→ Entries from a pointing dataset
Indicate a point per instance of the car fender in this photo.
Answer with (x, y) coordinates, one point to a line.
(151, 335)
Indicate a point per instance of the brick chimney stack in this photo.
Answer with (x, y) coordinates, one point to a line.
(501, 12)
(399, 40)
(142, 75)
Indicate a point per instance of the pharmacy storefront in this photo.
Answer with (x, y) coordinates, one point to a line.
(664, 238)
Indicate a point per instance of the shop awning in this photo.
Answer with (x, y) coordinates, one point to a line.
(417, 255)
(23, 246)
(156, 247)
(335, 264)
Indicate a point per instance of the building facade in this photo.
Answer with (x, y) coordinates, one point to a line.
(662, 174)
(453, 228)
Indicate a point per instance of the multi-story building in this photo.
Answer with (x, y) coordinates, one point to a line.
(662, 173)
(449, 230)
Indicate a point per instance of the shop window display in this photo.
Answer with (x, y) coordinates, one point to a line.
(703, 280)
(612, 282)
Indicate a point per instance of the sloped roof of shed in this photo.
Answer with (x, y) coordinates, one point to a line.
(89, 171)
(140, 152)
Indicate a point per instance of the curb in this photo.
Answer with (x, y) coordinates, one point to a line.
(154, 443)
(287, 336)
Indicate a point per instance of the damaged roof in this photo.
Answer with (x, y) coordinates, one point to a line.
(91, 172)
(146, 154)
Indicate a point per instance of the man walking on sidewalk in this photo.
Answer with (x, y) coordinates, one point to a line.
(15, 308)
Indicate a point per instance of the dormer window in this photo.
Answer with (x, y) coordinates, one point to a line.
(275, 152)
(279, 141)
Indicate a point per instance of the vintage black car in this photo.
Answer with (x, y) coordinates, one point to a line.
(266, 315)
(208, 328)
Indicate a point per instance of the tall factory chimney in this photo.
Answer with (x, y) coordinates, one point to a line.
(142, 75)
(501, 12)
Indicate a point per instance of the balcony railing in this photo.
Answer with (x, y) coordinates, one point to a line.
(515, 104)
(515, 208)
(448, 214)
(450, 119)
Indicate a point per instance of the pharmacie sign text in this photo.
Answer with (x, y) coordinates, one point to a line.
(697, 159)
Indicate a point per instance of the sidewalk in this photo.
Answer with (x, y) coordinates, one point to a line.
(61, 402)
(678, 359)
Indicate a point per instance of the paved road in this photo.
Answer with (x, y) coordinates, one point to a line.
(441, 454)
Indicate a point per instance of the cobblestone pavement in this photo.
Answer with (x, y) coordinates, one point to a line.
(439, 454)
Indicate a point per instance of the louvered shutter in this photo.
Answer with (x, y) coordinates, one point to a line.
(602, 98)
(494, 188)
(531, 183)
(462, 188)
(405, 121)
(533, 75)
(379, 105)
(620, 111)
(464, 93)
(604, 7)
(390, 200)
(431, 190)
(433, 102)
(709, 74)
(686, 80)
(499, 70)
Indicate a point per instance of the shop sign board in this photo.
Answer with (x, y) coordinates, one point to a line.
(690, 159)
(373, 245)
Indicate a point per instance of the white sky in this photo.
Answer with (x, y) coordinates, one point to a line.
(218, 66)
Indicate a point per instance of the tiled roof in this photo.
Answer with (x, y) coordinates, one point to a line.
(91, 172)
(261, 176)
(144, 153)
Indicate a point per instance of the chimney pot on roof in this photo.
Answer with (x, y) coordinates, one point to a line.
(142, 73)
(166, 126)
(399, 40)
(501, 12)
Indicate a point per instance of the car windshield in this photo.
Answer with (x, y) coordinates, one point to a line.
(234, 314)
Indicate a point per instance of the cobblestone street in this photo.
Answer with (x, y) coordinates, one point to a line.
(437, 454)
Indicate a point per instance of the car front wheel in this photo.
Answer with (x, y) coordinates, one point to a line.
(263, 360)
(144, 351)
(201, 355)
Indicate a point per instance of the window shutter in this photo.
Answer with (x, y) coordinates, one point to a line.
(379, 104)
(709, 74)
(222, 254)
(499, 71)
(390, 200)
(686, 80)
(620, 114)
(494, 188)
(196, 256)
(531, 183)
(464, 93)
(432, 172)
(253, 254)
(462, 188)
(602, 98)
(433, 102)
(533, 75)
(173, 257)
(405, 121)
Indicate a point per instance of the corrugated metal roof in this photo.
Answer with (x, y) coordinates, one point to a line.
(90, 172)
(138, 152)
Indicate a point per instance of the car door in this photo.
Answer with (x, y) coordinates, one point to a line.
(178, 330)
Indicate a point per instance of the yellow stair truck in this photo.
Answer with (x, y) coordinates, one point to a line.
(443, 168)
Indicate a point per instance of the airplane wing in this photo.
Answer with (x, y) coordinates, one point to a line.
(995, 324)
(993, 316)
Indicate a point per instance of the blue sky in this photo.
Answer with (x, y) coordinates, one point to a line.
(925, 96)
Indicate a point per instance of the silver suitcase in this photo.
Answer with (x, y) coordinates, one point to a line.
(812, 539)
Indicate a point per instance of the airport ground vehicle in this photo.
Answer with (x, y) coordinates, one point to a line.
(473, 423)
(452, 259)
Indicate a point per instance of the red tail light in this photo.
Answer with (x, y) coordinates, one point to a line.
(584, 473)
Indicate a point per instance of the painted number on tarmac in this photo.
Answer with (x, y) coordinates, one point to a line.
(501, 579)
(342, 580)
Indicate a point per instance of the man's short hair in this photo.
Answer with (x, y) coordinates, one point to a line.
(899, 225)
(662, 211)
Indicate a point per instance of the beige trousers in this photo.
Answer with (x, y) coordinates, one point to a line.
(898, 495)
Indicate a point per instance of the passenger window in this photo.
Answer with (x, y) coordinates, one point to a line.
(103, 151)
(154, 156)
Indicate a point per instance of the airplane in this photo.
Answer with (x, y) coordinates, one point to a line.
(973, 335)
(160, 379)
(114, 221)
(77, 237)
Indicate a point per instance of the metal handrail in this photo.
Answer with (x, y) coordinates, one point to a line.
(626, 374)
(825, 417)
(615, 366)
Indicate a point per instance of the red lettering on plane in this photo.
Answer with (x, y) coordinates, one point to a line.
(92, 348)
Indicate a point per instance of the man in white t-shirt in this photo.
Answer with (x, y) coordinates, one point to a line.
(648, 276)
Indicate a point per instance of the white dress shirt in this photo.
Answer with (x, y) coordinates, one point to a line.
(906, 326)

→ WHAT IS BEING ASKED
Take the entries above and transcribe them exactly.

→ COMPLETE RESPONSE
Indicate a point per instance of the car fender in this photo.
Answer with (x, y) coordinates, one point to a line.
(151, 335)
Indicate a point per instance of the brick chimney stack in this photo.
Answer with (x, y) coordinates, one point to a line.
(501, 12)
(399, 40)
(142, 75)
Indicate a point per instance of the pharmacy storefront in this photo.
Answer with (x, y) coordinates, one point to a line.
(664, 238)
Indicate a point per instance of the shop awning in this photo.
Answer with (x, y) coordinates, one point to a line.
(417, 255)
(23, 246)
(156, 247)
(335, 264)
Indicate a point per instance of the building facade in this photo.
Answer with (x, y) coordinates, one point to a line.
(662, 174)
(453, 228)
Indicate a point per instance of the multi-story building in this photo.
Answer with (x, y) coordinates, one point to a line.
(662, 173)
(449, 230)
Indicate a point per instance of the shop window display in this photo.
Answer with (x, y) coordinates, one point to a line.
(703, 280)
(612, 282)
Indicate a point per instance of the sloped roof of shed in this photo.
Answer with (x, y) coordinates, one point to a line.
(89, 171)
(140, 152)
Indicate a point per instance of the curb in this photo.
Answer with (x, y) coordinates, one point to a line.
(154, 443)
(287, 336)
Indicate a point per instance of the damaged roof in this photo.
Answer with (x, y) coordinates, one point to a line.
(91, 172)
(146, 154)
Indicate a point per instance of the man walking on sidewalk in this photo.
Answer with (x, y) coordinates, one point to a line.
(15, 308)
Indicate a point per instance of the dormer window in this photo.
Answer with (x, y) coordinates, one point to a line.
(275, 152)
(279, 141)
Indicate a point per instance of the vintage black car in this photo.
Answer with (x, y) coordinates, one point to a line.
(266, 315)
(208, 328)
Indicate a point per instance of the tall factory chimney in this photo.
Answer with (x, y) coordinates, one point to a line.
(142, 75)
(501, 12)
Indicate a point per instance of the balcony railing in this photo.
Answer with (x, y) coordinates, one point to a line.
(515, 104)
(515, 208)
(448, 214)
(450, 119)
Indicate a point per instance of the pharmacie sign text in this photo.
Answer with (x, y) coordinates, one point to a line.
(697, 159)
Indicate a point per instance of the sidewalk in this photo.
Answer with (x, y) coordinates, one point to a line.
(61, 402)
(678, 359)
Indicate a point per instance of the paved road in this photo.
Answer with (x, y) coordinates, one point to a line.
(441, 454)
Indicate a point per instance of the cobblestone pavement in this photo.
Answer with (x, y) coordinates, one point to a line.
(439, 454)
Indicate a point per instance of the louvered shutter in this photo.
Answer with (x, y) coordinates, one point to a line.
(602, 98)
(494, 188)
(531, 183)
(462, 188)
(405, 121)
(533, 75)
(379, 105)
(620, 111)
(464, 93)
(604, 7)
(390, 200)
(431, 190)
(433, 102)
(709, 74)
(686, 80)
(499, 70)
Indicate a point per instance of the shop sign board in this photo.
Answer with (x, y) coordinates, one point to a line.
(690, 159)
(373, 245)
Indicate a point per instance of the white sky in this photo.
Answer with (x, y) coordinates, one point to a line.
(218, 66)
Indicate a point per instance of the tiled roof in this photo.
Answer with (x, y) coordinates, one point to a line.
(91, 172)
(261, 176)
(144, 153)
Indicate a point per instance of the chimney pot on roof in this photo.
Answer with (x, y) coordinates, one point to a line.
(142, 73)
(166, 126)
(399, 40)
(501, 12)
Indicate a point per instance of the car windshield in this photo.
Answer with (x, y) coordinates, one point to a line.
(234, 314)
Indicate a point per instance of the cobblestone street in this photo.
Answer with (x, y) coordinates, one point to a line.
(437, 454)
Indicate a point per instance of the car front wheel in this photo.
Answer with (x, y) coordinates, one point to a line.
(263, 360)
(144, 351)
(201, 355)
Indicate a point per instance of the window shutter in this photo.
Answer with (x, y) coordinates, one point to a line.
(379, 104)
(709, 74)
(222, 254)
(499, 71)
(390, 200)
(686, 80)
(620, 114)
(494, 188)
(196, 256)
(531, 183)
(464, 93)
(432, 172)
(253, 254)
(462, 188)
(602, 98)
(433, 102)
(533, 75)
(173, 257)
(405, 121)
Indicate a point per instance of the corrugated metal roof in this photo.
Answer with (x, y) coordinates, one point to a line.
(90, 172)
(138, 152)
Indicate a point per instance of the car door in this photo.
Answer with (x, y) coordinates, one point to a line.
(178, 330)
Indicate a point per instance of the yellow stair truck in this photo.
Answer with (x, y) coordinates, one point to a line.
(443, 168)
Indicate a point per instance of the airplane wing in this photo.
Answer with (x, y) coordinates, one point to a line.
(995, 324)
(993, 316)
Indicate a point per instance of the blue sky in this photo.
Answer with (x, y) coordinates, one point to a line.
(925, 96)
Indicate a point per instance of the silver suitcase in this photo.
Answer with (x, y) coordinates, one point to a line.
(812, 539)
Indicate a point per instance of the airport ground vehicle in this photo.
Answer with (x, y) coordinates, one point to a line.
(473, 423)
(452, 259)
Indicate a point per instance of the red tail light in this photo.
Answer with (x, y) coordinates, one point to a line.
(584, 473)
Indicate a point per instance of the painted number on tarmac in this photo.
Answer with (x, y) coordinates, one point to a line.
(501, 579)
(342, 580)
Indicate a point per instance of the man's short hair in this photo.
Answer with (x, y) coordinates, one point to a line.
(899, 225)
(662, 211)
Indicate a point per instance of the beige trousers in this photo.
Answer with (x, y) coordinates, one point to a line.
(898, 495)
Indicate a point per instance of the passenger window in this photo.
Answer with (x, y) coordinates, one point to a line.
(103, 151)
(154, 156)
Indicate a point per instance of the airplane in this photo.
Answer with (x, y) coordinates, one point to a line.
(973, 335)
(160, 379)
(114, 221)
(77, 237)
Indicate a point per instance of the metal handrail in this photo.
Answer with (x, y) coordinates, one point to a line.
(626, 374)
(825, 417)
(615, 366)
Indicate a point per instance of the red lettering on plane in this photo.
Answer with (x, y) coordinates, one point to a line.
(92, 348)
Indicate a point per instance of the man in white t-shirt in this photo.
Answer with (x, y) coordinates, one point to a line.
(648, 276)
Indicate a point per instance of the white dress shirt in this photo.
Answer with (x, y) coordinates, one point to a line.
(906, 326)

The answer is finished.